### Exercise requirements:
Reproduce the entries shown below only from the line with "# shape of each answer: point(374, 281)" down to the line with "# shape of each answer: point(206, 139)", keeping both end lines and copying each one exactly.

----

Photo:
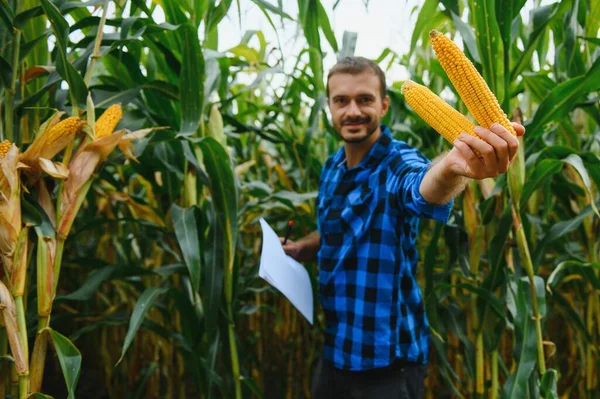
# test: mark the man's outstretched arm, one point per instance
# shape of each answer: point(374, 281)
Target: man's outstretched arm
point(448, 177)
point(305, 249)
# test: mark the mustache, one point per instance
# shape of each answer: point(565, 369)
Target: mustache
point(353, 121)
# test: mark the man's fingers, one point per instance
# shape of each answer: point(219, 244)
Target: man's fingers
point(490, 160)
point(501, 147)
point(519, 129)
point(473, 161)
point(512, 141)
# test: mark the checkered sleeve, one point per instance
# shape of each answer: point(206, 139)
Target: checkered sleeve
point(408, 172)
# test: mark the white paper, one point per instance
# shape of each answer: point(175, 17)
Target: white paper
point(285, 273)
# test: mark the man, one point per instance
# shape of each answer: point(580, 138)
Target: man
point(372, 193)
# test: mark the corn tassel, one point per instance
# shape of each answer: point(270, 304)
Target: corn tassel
point(64, 128)
point(105, 125)
point(436, 112)
point(471, 86)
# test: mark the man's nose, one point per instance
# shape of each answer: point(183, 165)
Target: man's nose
point(353, 108)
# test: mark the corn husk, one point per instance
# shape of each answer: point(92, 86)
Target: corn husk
point(9, 314)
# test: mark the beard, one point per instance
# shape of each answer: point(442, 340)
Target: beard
point(358, 134)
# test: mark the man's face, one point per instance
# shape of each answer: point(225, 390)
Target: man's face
point(356, 105)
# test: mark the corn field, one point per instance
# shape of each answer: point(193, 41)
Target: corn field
point(138, 154)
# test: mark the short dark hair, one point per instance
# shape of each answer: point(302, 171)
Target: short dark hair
point(356, 65)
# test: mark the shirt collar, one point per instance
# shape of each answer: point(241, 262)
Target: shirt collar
point(377, 151)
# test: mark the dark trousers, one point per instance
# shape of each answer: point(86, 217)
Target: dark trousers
point(401, 380)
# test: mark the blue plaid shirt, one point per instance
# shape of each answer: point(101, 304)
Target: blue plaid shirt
point(368, 219)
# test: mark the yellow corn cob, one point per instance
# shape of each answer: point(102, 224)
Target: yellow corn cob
point(471, 87)
point(436, 112)
point(4, 147)
point(66, 127)
point(105, 125)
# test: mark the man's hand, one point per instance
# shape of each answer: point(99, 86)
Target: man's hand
point(291, 248)
point(305, 249)
point(471, 158)
point(496, 148)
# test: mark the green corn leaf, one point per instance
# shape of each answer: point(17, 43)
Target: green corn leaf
point(548, 388)
point(37, 395)
point(468, 37)
point(424, 22)
point(561, 99)
point(186, 231)
point(69, 358)
point(223, 191)
point(541, 17)
point(266, 6)
point(576, 162)
point(326, 27)
point(142, 306)
point(541, 173)
point(587, 271)
point(489, 43)
point(526, 350)
point(191, 88)
point(348, 44)
point(77, 87)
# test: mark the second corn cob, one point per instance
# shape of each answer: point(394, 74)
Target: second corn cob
point(436, 112)
point(471, 86)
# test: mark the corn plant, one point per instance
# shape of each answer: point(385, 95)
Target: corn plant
point(158, 258)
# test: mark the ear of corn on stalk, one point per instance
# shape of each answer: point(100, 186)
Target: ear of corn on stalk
point(105, 125)
point(4, 147)
point(9, 314)
point(436, 112)
point(54, 138)
point(471, 86)
point(10, 203)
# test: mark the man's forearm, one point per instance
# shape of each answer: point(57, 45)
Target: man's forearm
point(309, 246)
point(439, 186)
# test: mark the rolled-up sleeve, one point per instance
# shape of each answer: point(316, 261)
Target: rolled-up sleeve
point(407, 173)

----

### Answer for this exercise:
# shape of each answer: point(374, 281)
Target: man's outstretched arm
point(448, 177)
point(305, 249)
# test: mark the mustache, one point per instance
# shape of each answer: point(565, 369)
Target: mustache
point(353, 121)
# test: mark the man's fingers, one point per instance
# shape of each answer: point(219, 244)
Target: man's fingers
point(490, 160)
point(501, 147)
point(519, 129)
point(473, 161)
point(512, 141)
# test: mark the checkered sleeve, one point per instance
# shape of each answer: point(206, 139)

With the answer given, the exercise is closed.